##### EXCERPTED RECORDS

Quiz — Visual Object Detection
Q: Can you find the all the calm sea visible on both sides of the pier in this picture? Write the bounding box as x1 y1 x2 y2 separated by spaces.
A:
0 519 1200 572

##########
##### EXCERPTED RECORDS

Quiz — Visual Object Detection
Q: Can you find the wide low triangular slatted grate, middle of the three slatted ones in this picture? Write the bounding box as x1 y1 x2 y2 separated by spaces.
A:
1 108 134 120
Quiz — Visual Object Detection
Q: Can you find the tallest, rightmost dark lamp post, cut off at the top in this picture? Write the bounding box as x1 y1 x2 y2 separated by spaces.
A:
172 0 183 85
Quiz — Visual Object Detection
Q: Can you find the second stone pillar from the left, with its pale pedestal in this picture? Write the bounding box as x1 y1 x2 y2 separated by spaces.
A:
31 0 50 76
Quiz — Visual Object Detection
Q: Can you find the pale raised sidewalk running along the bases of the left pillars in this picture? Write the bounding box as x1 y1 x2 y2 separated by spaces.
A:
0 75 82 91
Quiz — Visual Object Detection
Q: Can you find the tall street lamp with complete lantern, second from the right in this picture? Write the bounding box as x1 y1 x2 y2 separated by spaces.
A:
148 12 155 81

##########

== EXERCISE INSTRUCTIONS ==
Copy out each line of the data in which the word "spaces" appears.

== TASK SOLUTION ==
Q: Can you find the all the calm sea visible on both sides of the pier in this picture? Write the bounding box as x1 y1 x2 y2 separated by spaces.
Q: Can you find the wide low triangular slatted grate, middle of the three slatted ones in this picture? Write the bounding box as x1 y1 x2 y2 separated by spaces.
Q: Can you find the tallest, rightmost dark lamp post, cut off at the top in this picture? Write the bounding box as x1 y1 x2 y2 separated by spaces.
Q: Can you find the second stone pillar from the left, with its pale pedestal in this picture? Write the bounding box as x1 y1 x2 y2 separated by spaces.
Q: Can you find the pale raised sidewalk running along the bases of the left pillars in this picture? Write the bounding box as x1 y1 x2 y2 separated by spaces.
Q: Can you find the tall street lamp with complete lantern, second from the right in this picture? Write the bounding box as x1 y1 x2 y2 separated by spaces.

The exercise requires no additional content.